Rewrite only the records from the line with "The query is: tire" through the line with "(55, 41), (75, 52)", requests included, and increase every coordinate in the answer boxes by 84. Keep the requests and their sample boxes unchanged.

### RECORDS FOR THE EXERCISE

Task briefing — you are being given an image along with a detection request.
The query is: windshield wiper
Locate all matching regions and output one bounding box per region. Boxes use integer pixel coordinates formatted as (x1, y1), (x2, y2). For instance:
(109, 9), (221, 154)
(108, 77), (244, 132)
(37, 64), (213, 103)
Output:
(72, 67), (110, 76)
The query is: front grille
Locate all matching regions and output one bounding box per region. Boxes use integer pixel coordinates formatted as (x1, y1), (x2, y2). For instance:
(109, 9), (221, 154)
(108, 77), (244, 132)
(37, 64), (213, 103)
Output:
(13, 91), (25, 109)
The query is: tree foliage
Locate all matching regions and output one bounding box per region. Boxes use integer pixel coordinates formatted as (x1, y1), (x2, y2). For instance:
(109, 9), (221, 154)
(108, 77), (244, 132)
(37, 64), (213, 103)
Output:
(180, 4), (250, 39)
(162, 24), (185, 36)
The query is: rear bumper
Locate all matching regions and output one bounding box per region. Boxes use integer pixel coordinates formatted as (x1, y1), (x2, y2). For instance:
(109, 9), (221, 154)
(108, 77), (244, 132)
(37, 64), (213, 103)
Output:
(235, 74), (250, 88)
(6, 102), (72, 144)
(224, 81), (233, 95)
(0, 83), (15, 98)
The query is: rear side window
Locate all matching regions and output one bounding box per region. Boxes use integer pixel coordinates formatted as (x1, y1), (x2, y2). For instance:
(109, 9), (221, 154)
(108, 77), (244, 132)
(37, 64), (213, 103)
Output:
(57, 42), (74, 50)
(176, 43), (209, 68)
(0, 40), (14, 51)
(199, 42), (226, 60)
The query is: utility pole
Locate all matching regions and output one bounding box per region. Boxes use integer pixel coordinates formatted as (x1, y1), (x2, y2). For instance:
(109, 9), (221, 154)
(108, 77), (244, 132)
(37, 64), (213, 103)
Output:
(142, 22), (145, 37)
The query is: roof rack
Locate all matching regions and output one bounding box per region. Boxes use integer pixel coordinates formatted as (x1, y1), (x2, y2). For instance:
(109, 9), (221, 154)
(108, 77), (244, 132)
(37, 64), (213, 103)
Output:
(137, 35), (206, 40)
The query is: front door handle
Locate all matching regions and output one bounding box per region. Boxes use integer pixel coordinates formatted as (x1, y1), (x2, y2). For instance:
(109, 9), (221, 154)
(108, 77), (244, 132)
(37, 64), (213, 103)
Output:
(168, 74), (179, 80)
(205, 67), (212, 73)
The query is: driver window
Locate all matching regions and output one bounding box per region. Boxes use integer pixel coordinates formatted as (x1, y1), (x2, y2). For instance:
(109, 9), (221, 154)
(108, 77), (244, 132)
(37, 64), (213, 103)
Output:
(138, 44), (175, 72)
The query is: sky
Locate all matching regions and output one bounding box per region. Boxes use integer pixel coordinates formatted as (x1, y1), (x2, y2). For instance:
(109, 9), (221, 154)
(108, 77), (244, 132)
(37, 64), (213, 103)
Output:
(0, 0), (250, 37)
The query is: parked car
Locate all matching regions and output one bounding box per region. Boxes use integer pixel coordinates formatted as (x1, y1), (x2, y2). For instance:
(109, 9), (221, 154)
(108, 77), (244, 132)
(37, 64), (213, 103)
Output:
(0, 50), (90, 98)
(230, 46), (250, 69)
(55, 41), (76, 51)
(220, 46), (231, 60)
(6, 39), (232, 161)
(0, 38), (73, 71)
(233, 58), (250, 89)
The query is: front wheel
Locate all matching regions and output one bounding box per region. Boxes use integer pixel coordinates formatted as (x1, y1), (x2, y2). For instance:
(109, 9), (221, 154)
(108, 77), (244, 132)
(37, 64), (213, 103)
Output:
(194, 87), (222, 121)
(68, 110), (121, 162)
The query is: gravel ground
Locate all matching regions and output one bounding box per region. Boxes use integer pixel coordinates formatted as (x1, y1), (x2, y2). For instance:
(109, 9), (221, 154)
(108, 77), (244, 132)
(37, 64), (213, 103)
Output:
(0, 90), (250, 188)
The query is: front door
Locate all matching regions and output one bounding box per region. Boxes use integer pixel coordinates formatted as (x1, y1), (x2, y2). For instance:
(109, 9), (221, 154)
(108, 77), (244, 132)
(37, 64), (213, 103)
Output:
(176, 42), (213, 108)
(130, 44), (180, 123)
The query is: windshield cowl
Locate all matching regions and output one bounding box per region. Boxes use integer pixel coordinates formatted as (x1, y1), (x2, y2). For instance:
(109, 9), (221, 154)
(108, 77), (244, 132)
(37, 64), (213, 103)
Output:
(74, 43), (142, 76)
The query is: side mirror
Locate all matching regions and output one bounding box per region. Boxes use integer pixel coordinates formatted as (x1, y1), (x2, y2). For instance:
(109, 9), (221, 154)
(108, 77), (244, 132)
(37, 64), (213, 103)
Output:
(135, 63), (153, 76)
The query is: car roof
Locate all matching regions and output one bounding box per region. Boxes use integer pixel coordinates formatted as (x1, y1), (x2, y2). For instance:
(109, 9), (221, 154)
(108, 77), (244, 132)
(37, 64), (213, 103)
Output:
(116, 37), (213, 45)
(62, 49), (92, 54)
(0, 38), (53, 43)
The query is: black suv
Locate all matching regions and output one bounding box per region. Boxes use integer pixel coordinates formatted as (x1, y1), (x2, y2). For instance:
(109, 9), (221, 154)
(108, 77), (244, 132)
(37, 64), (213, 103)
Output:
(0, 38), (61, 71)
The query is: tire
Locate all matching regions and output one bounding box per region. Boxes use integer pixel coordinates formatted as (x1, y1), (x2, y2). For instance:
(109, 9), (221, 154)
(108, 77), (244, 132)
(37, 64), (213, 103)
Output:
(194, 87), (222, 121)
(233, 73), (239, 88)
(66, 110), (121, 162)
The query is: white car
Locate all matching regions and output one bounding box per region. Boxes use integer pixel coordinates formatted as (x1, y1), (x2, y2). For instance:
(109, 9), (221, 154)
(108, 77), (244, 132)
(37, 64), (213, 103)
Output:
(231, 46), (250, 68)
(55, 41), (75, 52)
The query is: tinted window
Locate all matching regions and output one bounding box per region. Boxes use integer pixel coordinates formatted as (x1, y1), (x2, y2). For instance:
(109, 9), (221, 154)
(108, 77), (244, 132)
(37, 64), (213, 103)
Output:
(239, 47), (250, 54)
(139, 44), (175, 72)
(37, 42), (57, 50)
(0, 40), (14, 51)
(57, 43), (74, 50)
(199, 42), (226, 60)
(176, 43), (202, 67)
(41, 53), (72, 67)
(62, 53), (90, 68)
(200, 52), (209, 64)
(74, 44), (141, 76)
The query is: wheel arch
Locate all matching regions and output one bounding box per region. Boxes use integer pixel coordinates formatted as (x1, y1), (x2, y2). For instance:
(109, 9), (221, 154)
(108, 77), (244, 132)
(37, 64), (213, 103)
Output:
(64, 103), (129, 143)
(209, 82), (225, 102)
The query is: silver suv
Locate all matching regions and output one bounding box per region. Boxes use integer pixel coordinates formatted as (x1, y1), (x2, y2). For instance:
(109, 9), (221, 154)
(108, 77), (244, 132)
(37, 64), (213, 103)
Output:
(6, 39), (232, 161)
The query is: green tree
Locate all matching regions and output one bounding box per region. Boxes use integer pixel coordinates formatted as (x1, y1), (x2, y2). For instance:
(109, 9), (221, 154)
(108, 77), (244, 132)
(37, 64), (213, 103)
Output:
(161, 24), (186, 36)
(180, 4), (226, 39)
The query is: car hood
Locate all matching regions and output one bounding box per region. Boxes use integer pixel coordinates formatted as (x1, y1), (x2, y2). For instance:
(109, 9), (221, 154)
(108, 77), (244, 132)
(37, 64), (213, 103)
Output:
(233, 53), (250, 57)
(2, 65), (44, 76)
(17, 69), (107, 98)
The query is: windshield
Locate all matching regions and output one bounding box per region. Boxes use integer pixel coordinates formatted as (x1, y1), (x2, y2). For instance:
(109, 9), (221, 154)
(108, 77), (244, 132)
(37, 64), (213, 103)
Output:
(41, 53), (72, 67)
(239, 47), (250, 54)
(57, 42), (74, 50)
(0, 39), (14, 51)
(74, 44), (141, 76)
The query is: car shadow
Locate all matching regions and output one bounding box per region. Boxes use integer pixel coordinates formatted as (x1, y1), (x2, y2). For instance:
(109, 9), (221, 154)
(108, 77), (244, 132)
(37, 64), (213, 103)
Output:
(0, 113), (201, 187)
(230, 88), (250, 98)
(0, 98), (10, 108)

######

▶ [SOLUTION FOR THIS TASK]
The query is: tire
Locate all matching regions and output one bounding box per region. Boxes use integer pixel coordinates formatted as (x1, y1), (x2, y2). For instance:
(109, 9), (221, 154)
(108, 77), (244, 132)
(37, 64), (213, 103)
Output:
(278, 171), (306, 205)
(317, 157), (323, 172)
(150, 194), (205, 246)
The query is: white car
Locate all matching regions and output one bounding box per region. Boxes use integer pixel coordinates formatted as (x1, y1), (x2, y2). For instance:
(109, 9), (221, 154)
(108, 77), (244, 132)
(37, 64), (213, 103)
Output:
(315, 130), (334, 152)
(139, 125), (159, 136)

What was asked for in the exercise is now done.